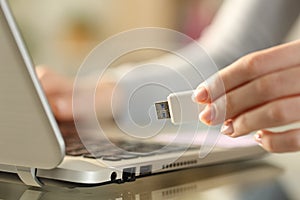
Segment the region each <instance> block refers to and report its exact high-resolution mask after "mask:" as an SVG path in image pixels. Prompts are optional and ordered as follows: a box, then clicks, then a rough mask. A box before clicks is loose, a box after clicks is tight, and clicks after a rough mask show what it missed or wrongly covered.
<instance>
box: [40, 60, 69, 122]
mask: <svg viewBox="0 0 300 200" xmlns="http://www.w3.org/2000/svg"><path fill="white" fill-rule="evenodd" d="M36 72H37V76H38V78H39V80H40V82H41V84H42V86H43V89H44V92H45V94H46V96H47V99H48V102H49V104H50V106H51V108H52V111H53V113H54V115H55V117H56V119H57V120H58V121H70V120H72V119H73V112H72V90H73V85H72V81H71V80H69V79H67V78H66V77H63V76H61V75H59V74H57V73H55V72H54V71H52V70H50V69H49V68H47V67H45V66H38V67H36Z"/></svg>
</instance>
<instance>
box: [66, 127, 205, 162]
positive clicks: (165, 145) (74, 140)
mask: <svg viewBox="0 0 300 200" xmlns="http://www.w3.org/2000/svg"><path fill="white" fill-rule="evenodd" d="M60 128H61V131H62V132H63V133H64V134H63V135H64V140H65V144H66V155H68V156H78V157H79V156H82V157H85V158H92V159H103V160H106V161H120V160H128V159H134V158H138V157H146V156H152V155H161V154H166V153H174V152H180V151H184V150H185V149H186V147H185V146H182V145H174V144H173V145H167V146H166V145H165V144H160V143H154V142H152V143H148V142H147V143H146V142H140V141H127V140H114V141H113V144H111V143H110V142H108V141H107V140H106V141H99V140H98V141H97V140H93V139H92V138H88V137H87V138H85V142H84V143H85V144H86V145H88V148H86V147H85V146H84V145H83V144H82V142H81V139H80V138H79V136H78V134H77V133H76V130H75V129H74V126H72V125H71V126H70V125H67V126H66V125H64V126H60ZM195 148H199V147H190V148H189V149H195Z"/></svg>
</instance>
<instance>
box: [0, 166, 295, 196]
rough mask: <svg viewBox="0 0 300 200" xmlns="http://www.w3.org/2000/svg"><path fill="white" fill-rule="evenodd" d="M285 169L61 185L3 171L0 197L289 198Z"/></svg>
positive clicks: (1, 183)
mask: <svg viewBox="0 0 300 200" xmlns="http://www.w3.org/2000/svg"><path fill="white" fill-rule="evenodd" d="M282 172H283V170H282V169H280V168H278V167H276V166H274V165H271V164H268V163H266V162H262V161H259V162H257V161H256V162H237V163H229V164H222V165H215V166H207V167H201V168H192V169H187V170H180V171H174V172H170V173H165V174H158V175H155V176H149V177H143V178H139V179H137V180H136V181H135V182H130V183H125V184H109V185H101V186H96V187H95V186H94V187H80V186H74V185H73V186H72V185H59V184H61V183H58V182H53V181H51V182H50V181H49V182H46V184H47V185H46V186H45V187H44V188H42V189H36V188H29V187H26V186H24V185H22V184H21V183H20V182H19V181H18V179H17V177H16V176H15V175H13V174H11V175H9V174H0V179H1V182H0V199H21V200H28V199H30V200H40V199H45V200H46V199H55V200H59V199H64V200H68V199H84V200H87V199H116V200H129V199H130V200H157V199H220V197H222V199H225V200H226V199H233V200H235V199H236V200H240V199H242V200H244V199H245V200H251V199H264V200H269V199H270V200H271V199H272V200H276V199H280V200H281V199H290V198H289V197H288V195H287V193H286V192H285V190H284V187H282V185H281V183H280V181H279V179H278V177H279V176H280V175H281V174H282Z"/></svg>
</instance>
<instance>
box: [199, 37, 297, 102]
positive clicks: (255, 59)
mask: <svg viewBox="0 0 300 200" xmlns="http://www.w3.org/2000/svg"><path fill="white" fill-rule="evenodd" d="M298 54H300V40H298V41H295V42H291V43H288V44H284V45H280V46H277V47H273V48H270V49H267V50H263V51H259V52H256V53H252V54H249V55H247V56H245V57H243V58H241V59H239V60H238V61H236V62H235V63H233V64H232V65H230V66H228V67H226V68H225V69H223V70H222V71H220V72H219V73H218V74H217V75H216V76H219V77H218V78H215V79H212V80H211V81H210V82H208V84H207V85H206V86H205V85H204V84H205V83H204V84H203V85H200V86H199V87H198V88H201V86H203V87H205V88H206V89H207V90H208V91H205V90H202V91H199V90H197V91H196V95H195V99H198V100H200V101H199V102H202V103H207V102H211V101H214V100H216V99H217V98H219V97H220V96H221V95H223V94H224V92H229V91H231V90H233V89H234V88H237V87H239V86H242V85H244V84H246V83H248V82H250V81H252V80H254V79H256V78H258V77H261V76H264V75H267V74H270V73H273V72H276V71H279V70H282V69H286V68H290V67H295V66H297V65H300V60H299V58H298V57H297V56H295V55H298ZM214 80H216V81H214ZM219 80H222V81H223V84H224V88H225V90H224V91H222V90H219V91H218V92H216V90H215V88H216V85H220V83H219ZM204 92H209V93H211V92H212V93H214V95H210V94H209V95H208V96H209V97H211V98H213V99H206V101H201V96H203V95H204V94H203V93H204Z"/></svg>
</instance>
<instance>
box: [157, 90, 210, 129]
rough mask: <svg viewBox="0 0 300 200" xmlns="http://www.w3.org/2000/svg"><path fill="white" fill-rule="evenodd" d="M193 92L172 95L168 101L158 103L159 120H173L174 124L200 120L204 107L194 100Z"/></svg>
mask: <svg viewBox="0 0 300 200" xmlns="http://www.w3.org/2000/svg"><path fill="white" fill-rule="evenodd" d="M192 95H193V91H192V90H191V91H185V92H177V93H171V94H170V95H169V96H168V97H167V101H162V102H156V103H155V108H156V113H157V118H158V119H171V121H172V123H173V124H183V123H189V122H193V121H197V120H199V117H198V116H199V113H200V112H201V111H202V110H203V109H204V107H205V106H204V105H200V104H197V103H195V102H194V101H193V100H192Z"/></svg>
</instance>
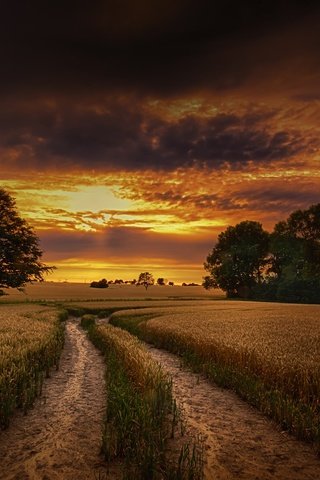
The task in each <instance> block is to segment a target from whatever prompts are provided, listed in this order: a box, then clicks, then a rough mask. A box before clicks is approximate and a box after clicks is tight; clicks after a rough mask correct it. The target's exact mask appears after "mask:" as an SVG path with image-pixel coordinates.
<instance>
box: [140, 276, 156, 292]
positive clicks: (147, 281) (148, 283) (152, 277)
mask: <svg viewBox="0 0 320 480" xmlns="http://www.w3.org/2000/svg"><path fill="white" fill-rule="evenodd" d="M138 284H139V285H143V286H144V287H145V289H146V290H147V289H148V287H149V286H150V285H154V278H153V275H152V273H149V272H142V273H140V275H139V279H138Z"/></svg>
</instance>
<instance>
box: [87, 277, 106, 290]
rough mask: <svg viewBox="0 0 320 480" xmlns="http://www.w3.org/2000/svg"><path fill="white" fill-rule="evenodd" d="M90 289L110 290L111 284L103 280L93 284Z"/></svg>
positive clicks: (104, 280) (98, 281) (105, 280)
mask: <svg viewBox="0 0 320 480" xmlns="http://www.w3.org/2000/svg"><path fill="white" fill-rule="evenodd" d="M90 287H92V288H108V287H109V284H108V281H107V280H106V279H105V278H103V279H102V280H99V281H98V282H91V284H90Z"/></svg>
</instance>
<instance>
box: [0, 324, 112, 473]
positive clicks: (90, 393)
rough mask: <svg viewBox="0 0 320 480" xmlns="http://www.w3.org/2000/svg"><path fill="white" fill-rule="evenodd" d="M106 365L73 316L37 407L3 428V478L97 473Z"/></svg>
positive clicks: (104, 391)
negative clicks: (53, 369) (54, 368)
mask: <svg viewBox="0 0 320 480" xmlns="http://www.w3.org/2000/svg"><path fill="white" fill-rule="evenodd" d="M104 370H105V365H104V362H103V357H102V356H101V355H100V354H99V352H98V350H96V349H95V347H94V346H93V345H92V344H91V343H90V341H89V340H88V339H87V338H86V334H85V333H84V331H83V330H82V329H81V328H80V326H79V322H78V321H77V320H69V321H68V322H67V324H66V342H65V348H64V350H63V352H62V355H61V360H60V369H59V371H57V372H53V373H52V377H51V378H49V379H48V380H46V381H45V383H44V386H43V392H42V396H41V397H40V398H39V399H38V400H37V401H36V403H35V405H34V408H33V409H32V410H30V412H28V414H27V415H26V416H23V415H22V414H21V413H18V414H17V415H16V416H15V417H14V419H13V420H12V423H11V425H10V428H9V429H8V430H6V431H3V432H1V433H0V478H1V480H13V479H15V480H25V479H26V480H27V479H30V480H49V479H50V480H75V479H77V480H78V479H79V480H85V479H94V478H99V473H98V472H100V474H101V473H102V472H104V471H105V467H104V464H103V461H102V458H100V457H99V453H100V444H101V429H102V424H103V416H104V413H105V380H104Z"/></svg>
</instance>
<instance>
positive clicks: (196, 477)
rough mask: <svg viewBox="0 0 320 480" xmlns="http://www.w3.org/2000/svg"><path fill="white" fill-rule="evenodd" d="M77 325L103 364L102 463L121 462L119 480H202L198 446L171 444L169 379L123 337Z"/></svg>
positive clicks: (202, 476) (140, 344)
mask: <svg viewBox="0 0 320 480" xmlns="http://www.w3.org/2000/svg"><path fill="white" fill-rule="evenodd" d="M88 320H89V324H88ZM81 323H82V325H84V327H85V328H87V330H88V334H89V338H90V339H91V340H92V342H93V343H94V344H95V345H96V346H97V347H98V348H99V349H100V350H101V351H102V352H103V354H104V355H105V359H106V364H107V368H106V379H107V412H106V418H105V425H104V432H103V438H102V452H103V453H104V456H105V459H106V460H107V461H108V462H111V461H113V460H115V459H122V461H123V462H124V469H123V479H124V480H129V479H130V480H135V479H139V480H201V479H202V478H203V458H202V455H203V452H202V447H201V445H200V443H199V444H197V443H196V442H195V443H193V444H191V443H190V442H188V443H187V442H184V443H183V444H182V442H181V441H179V442H178V444H179V448H178V449H177V444H176V443H175V444H174V446H173V444H172V442H175V441H176V440H174V439H173V438H174V437H175V434H176V431H177V428H178V425H179V422H180V421H181V420H180V416H179V411H178V409H177V406H176V404H175V402H174V399H173V396H172V381H171V378H170V377H169V376H168V375H167V374H165V373H164V372H163V370H162V369H161V367H160V366H159V365H158V364H157V363H156V362H155V361H154V360H153V359H152V357H151V356H150V355H149V353H148V352H147V351H146V350H145V348H144V347H143V345H142V344H141V342H140V341H139V340H138V339H137V338H136V337H134V336H132V335H131V334H129V333H128V332H126V331H124V330H122V329H120V328H116V327H113V326H111V325H106V324H104V325H94V324H92V322H90V319H88V317H87V316H85V318H84V319H82V321H81ZM180 440H181V439H180ZM174 450H176V451H175V453H173V452H174Z"/></svg>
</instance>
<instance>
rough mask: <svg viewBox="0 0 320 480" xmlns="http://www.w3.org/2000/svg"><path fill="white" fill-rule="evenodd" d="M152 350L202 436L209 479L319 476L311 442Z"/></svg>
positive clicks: (221, 388) (206, 474)
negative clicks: (291, 433)
mask: <svg viewBox="0 0 320 480" xmlns="http://www.w3.org/2000/svg"><path fill="white" fill-rule="evenodd" d="M148 350H149V352H150V354H151V355H152V357H153V358H154V359H155V360H157V361H158V362H159V363H160V364H161V366H162V367H163V369H164V370H165V371H167V372H168V373H169V374H170V375H171V376H172V377H173V387H174V395H175V398H176V400H177V402H178V404H180V405H181V407H182V410H183V412H184V418H185V421H186V423H187V425H188V427H189V428H190V430H191V432H192V433H193V434H196V435H200V436H201V437H202V438H203V441H204V448H205V452H206V464H205V478H206V479H207V480H211V479H214V480H235V479H242V480H275V479H276V480H316V479H319V478H320V458H319V457H317V455H316V454H315V453H314V452H313V450H312V448H311V447H310V446H308V445H306V444H305V443H303V442H299V441H298V440H296V439H294V438H293V437H291V436H289V435H288V434H286V433H284V432H281V431H280V429H279V428H278V427H277V425H276V424H275V423H273V422H272V421H270V420H268V419H267V418H266V417H264V416H263V415H262V414H261V413H260V412H258V411H257V410H256V409H254V408H253V407H250V406H249V405H248V404H247V403H246V402H244V401H243V400H241V399H240V398H239V397H238V396H237V395H236V394H234V393H233V392H231V391H229V390H225V389H222V388H219V387H217V386H215V385H214V384H211V383H209V382H208V381H207V380H206V379H205V378H204V377H202V376H199V375H198V374H194V373H192V372H190V371H188V370H187V369H186V368H183V367H182V366H181V361H180V359H179V358H178V357H177V356H175V355H173V354H171V353H168V352H166V351H164V350H159V349H156V348H154V347H150V346H148Z"/></svg>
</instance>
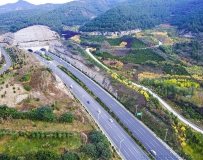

**Your objective:** Return every line of the records above that contains the string "after", copying each line in full.

**Result for this exercise:**
Segment the region each <instance> block refers to and report its exact high-resolution mask after "mask:" as an SVG path in image pixels. Prompts are optional and ordered as follows: a box, then clicks, then a rough mask. A box before clicks is loose, a box after clicks is tight, and clicks after a rough mask show what it missed or wrongly covered.
The task in each <instance> block is to segment a target from whatever prompts are provided, listed in this order: a box, then clicks, then a rough mask. A box before clicks is approximate and a box after clicks is tight; clicks after a rough mask correct it. The target's exact mask appears after "mask:" as an SVG path with image-pixel coordinates.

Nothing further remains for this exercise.